━━ MATERIALS PROVIDED

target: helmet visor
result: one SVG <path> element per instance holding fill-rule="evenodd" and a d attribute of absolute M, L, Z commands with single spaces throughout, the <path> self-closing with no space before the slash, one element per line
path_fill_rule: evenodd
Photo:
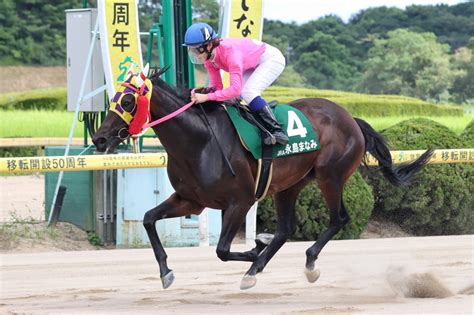
<path fill-rule="evenodd" d="M 205 46 L 188 46 L 188 56 L 192 63 L 202 65 L 206 61 Z"/>

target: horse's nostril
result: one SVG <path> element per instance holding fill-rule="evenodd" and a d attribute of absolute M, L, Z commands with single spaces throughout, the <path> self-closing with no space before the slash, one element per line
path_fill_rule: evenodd
<path fill-rule="evenodd" d="M 105 137 L 93 138 L 92 142 L 95 144 L 97 151 L 104 152 L 106 149 L 107 139 Z"/>
<path fill-rule="evenodd" d="M 94 138 L 93 142 L 95 145 L 101 145 L 105 144 L 107 142 L 107 139 L 105 139 L 105 137 Z"/>

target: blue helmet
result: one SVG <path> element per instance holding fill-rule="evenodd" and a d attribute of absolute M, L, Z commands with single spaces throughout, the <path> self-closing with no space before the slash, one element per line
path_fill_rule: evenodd
<path fill-rule="evenodd" d="M 202 46 L 217 38 L 217 33 L 207 23 L 194 23 L 184 34 L 183 46 Z"/>

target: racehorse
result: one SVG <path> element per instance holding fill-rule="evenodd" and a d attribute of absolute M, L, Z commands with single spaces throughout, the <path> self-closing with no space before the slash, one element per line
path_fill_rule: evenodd
<path fill-rule="evenodd" d="M 176 89 L 160 79 L 164 69 L 150 76 L 153 83 L 150 100 L 151 119 L 156 120 L 179 110 L 190 102 L 189 89 Z M 122 98 L 127 111 L 134 98 Z M 273 177 L 267 196 L 273 196 L 277 211 L 277 230 L 272 239 L 256 240 L 257 246 L 246 252 L 232 252 L 231 243 L 255 203 L 257 161 L 241 145 L 225 109 L 207 102 L 191 106 L 175 118 L 153 127 L 168 154 L 167 171 L 175 190 L 166 201 L 147 211 L 143 225 L 160 268 L 163 288 L 174 281 L 167 255 L 158 237 L 155 223 L 165 218 L 199 215 L 205 207 L 222 210 L 222 230 L 216 253 L 222 261 L 252 262 L 245 273 L 241 289 L 256 284 L 256 275 L 291 236 L 295 227 L 295 203 L 299 192 L 316 180 L 330 211 L 330 225 L 306 251 L 305 273 L 309 282 L 320 275 L 315 262 L 326 243 L 349 222 L 343 202 L 343 186 L 370 152 L 379 162 L 385 178 L 396 186 L 410 182 L 413 175 L 429 160 L 432 150 L 417 160 L 394 166 L 386 141 L 367 122 L 353 118 L 341 106 L 321 98 L 304 98 L 290 103 L 302 111 L 316 130 L 320 150 L 274 160 Z M 212 132 L 210 130 L 212 128 Z M 97 151 L 112 152 L 127 138 L 128 123 L 115 112 L 109 112 L 93 137 Z M 219 146 L 221 148 L 219 148 Z M 221 152 L 222 151 L 222 152 Z M 227 157 L 235 172 L 232 174 Z"/>

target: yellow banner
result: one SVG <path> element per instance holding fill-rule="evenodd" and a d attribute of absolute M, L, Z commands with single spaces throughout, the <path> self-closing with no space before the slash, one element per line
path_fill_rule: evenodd
<path fill-rule="evenodd" d="M 424 150 L 391 151 L 394 164 L 417 159 Z M 367 154 L 368 165 L 378 165 L 377 160 Z M 429 164 L 474 163 L 474 149 L 435 150 Z M 168 164 L 166 153 L 48 156 L 0 158 L 0 173 L 32 173 L 58 171 L 111 170 L 125 168 L 155 168 Z"/>
<path fill-rule="evenodd" d="M 98 1 L 102 59 L 109 98 L 115 95 L 130 66 L 133 65 L 135 73 L 143 66 L 137 2 Z"/>
<path fill-rule="evenodd" d="M 0 158 L 0 173 L 156 168 L 168 164 L 166 153 Z"/>
<path fill-rule="evenodd" d="M 263 0 L 232 0 L 227 37 L 261 40 L 263 31 Z"/>
<path fill-rule="evenodd" d="M 416 160 L 424 152 L 424 150 L 390 151 L 390 154 L 392 155 L 392 162 L 394 164 L 401 164 Z M 474 163 L 474 149 L 435 150 L 428 163 Z M 379 164 L 372 155 L 367 154 L 367 165 L 377 166 Z"/>
<path fill-rule="evenodd" d="M 225 4 L 224 29 L 222 37 L 262 39 L 263 0 L 229 0 Z M 229 74 L 222 77 L 224 87 L 229 86 Z"/>

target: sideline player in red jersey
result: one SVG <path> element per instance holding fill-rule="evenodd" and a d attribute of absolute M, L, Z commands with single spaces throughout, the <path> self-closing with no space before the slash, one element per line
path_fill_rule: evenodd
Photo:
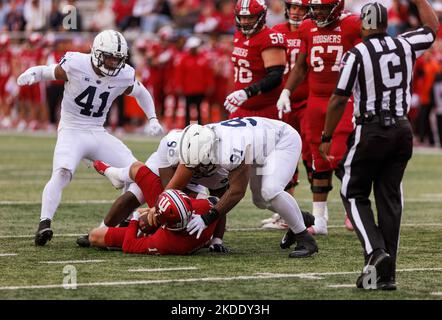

━━━━

* EXERCISE AIM *
Give the entries again, exactly and in full, with no image included.

* ANSWER SECTION *
target: helmet visor
result: one SVG <path> element per instance holding fill-rule="evenodd" and a d attribute of absolute M, L, Z commands with single spaces throughout, the <path> self-closing with no space before the slash, one element per line
path_fill_rule: evenodd
Photo:
<path fill-rule="evenodd" d="M 205 46 L 188 46 L 188 56 L 192 63 L 202 65 L 206 61 Z"/>

target: horse's nostril
result: one SVG <path> element per instance holding fill-rule="evenodd" and a d attribute of absolute M, L, Z commands with single spaces throughout, the <path> self-closing with no space before the slash, one element per line
path_fill_rule: evenodd
<path fill-rule="evenodd" d="M 105 137 L 93 138 L 92 142 L 95 144 L 97 151 L 104 152 L 106 149 L 107 139 Z"/>
<path fill-rule="evenodd" d="M 94 138 L 93 142 L 95 145 L 101 145 L 105 144 L 107 142 L 107 139 L 105 139 L 105 137 Z"/>

target: blue helmet
result: one SVG <path> element per instance holding fill-rule="evenodd" and a d attribute of absolute M, L, Z commands with single spaces throughout, the <path> self-closing with no space before the slash, one element per line
path_fill_rule: evenodd
<path fill-rule="evenodd" d="M 202 46 L 217 38 L 217 33 L 207 23 L 194 23 L 184 34 L 183 46 Z"/>

target: racehorse
result: one SVG <path> element per instance holding fill-rule="evenodd" and a d attribute of absolute M, L, Z commands with single spaces throughout, the <path> self-closing with no space before the slash, one element per line
path_fill_rule: evenodd
<path fill-rule="evenodd" d="M 176 89 L 160 79 L 164 69 L 150 76 L 153 83 L 150 100 L 151 119 L 156 120 L 179 110 L 190 102 L 189 89 Z M 122 98 L 127 111 L 134 98 Z M 273 177 L 267 196 L 273 196 L 277 211 L 277 230 L 272 239 L 256 240 L 257 246 L 246 252 L 232 252 L 231 243 L 255 203 L 257 161 L 241 145 L 225 109 L 207 102 L 191 106 L 175 118 L 153 127 L 168 154 L 167 171 L 175 190 L 166 201 L 147 211 L 143 225 L 160 268 L 163 288 L 174 281 L 167 255 L 158 237 L 155 223 L 165 218 L 199 215 L 205 207 L 222 210 L 222 230 L 216 253 L 222 261 L 252 262 L 245 273 L 241 289 L 256 284 L 256 275 L 291 236 L 295 227 L 295 203 L 299 192 L 316 180 L 330 211 L 330 225 L 306 251 L 305 273 L 309 282 L 320 275 L 315 262 L 326 243 L 349 222 L 343 202 L 343 186 L 370 152 L 379 162 L 385 178 L 396 186 L 410 182 L 413 175 L 429 160 L 432 150 L 417 160 L 394 166 L 386 141 L 367 122 L 353 118 L 341 106 L 321 98 L 304 98 L 290 103 L 302 111 L 316 130 L 320 150 L 274 160 Z M 212 132 L 210 130 L 212 128 Z M 97 151 L 112 152 L 127 138 L 128 123 L 115 112 L 109 112 L 93 137 Z M 219 146 L 221 148 L 219 148 Z M 221 152 L 222 151 L 222 152 Z M 227 157 L 235 172 L 232 174 Z"/>

target: yellow banner
result: one SVG <path> element per instance holding fill-rule="evenodd" and a d attribute of absolute M, L, Z commands with single spaces throughout, the <path> self-closing with no space before the slash, one element per line
path_fill_rule: evenodd
<path fill-rule="evenodd" d="M 424 150 L 391 151 L 394 164 L 417 159 Z M 367 154 L 368 165 L 378 165 L 377 160 Z M 429 164 L 474 163 L 474 149 L 435 150 Z M 168 164 L 166 153 L 48 156 L 0 158 L 0 173 L 32 173 L 58 171 L 111 170 L 125 168 L 155 168 Z"/>
<path fill-rule="evenodd" d="M 98 1 L 102 59 L 109 98 L 115 95 L 130 66 L 133 65 L 135 73 L 143 66 L 137 2 Z"/>
<path fill-rule="evenodd" d="M 0 158 L 0 173 L 156 168 L 168 164 L 166 153 Z"/>
<path fill-rule="evenodd" d="M 263 0 L 232 0 L 227 37 L 261 40 L 263 31 Z"/>
<path fill-rule="evenodd" d="M 416 160 L 424 152 L 424 150 L 390 151 L 390 154 L 392 155 L 392 162 L 394 164 L 401 164 Z M 474 163 L 474 149 L 435 150 L 428 163 Z M 379 164 L 372 155 L 367 154 L 367 165 L 377 166 Z"/>
<path fill-rule="evenodd" d="M 225 4 L 224 29 L 222 37 L 262 39 L 263 0 L 229 0 Z M 229 74 L 222 77 L 224 87 L 229 86 Z"/>

target: sideline player in red jersey
result: one SVG <path> element per instance holding fill-rule="evenodd" and a d attribute of absolute M, L, Z commands with single spaces throughout, the <path> self-closing with no space before the slash, one element per line
path_fill_rule: evenodd
Photo:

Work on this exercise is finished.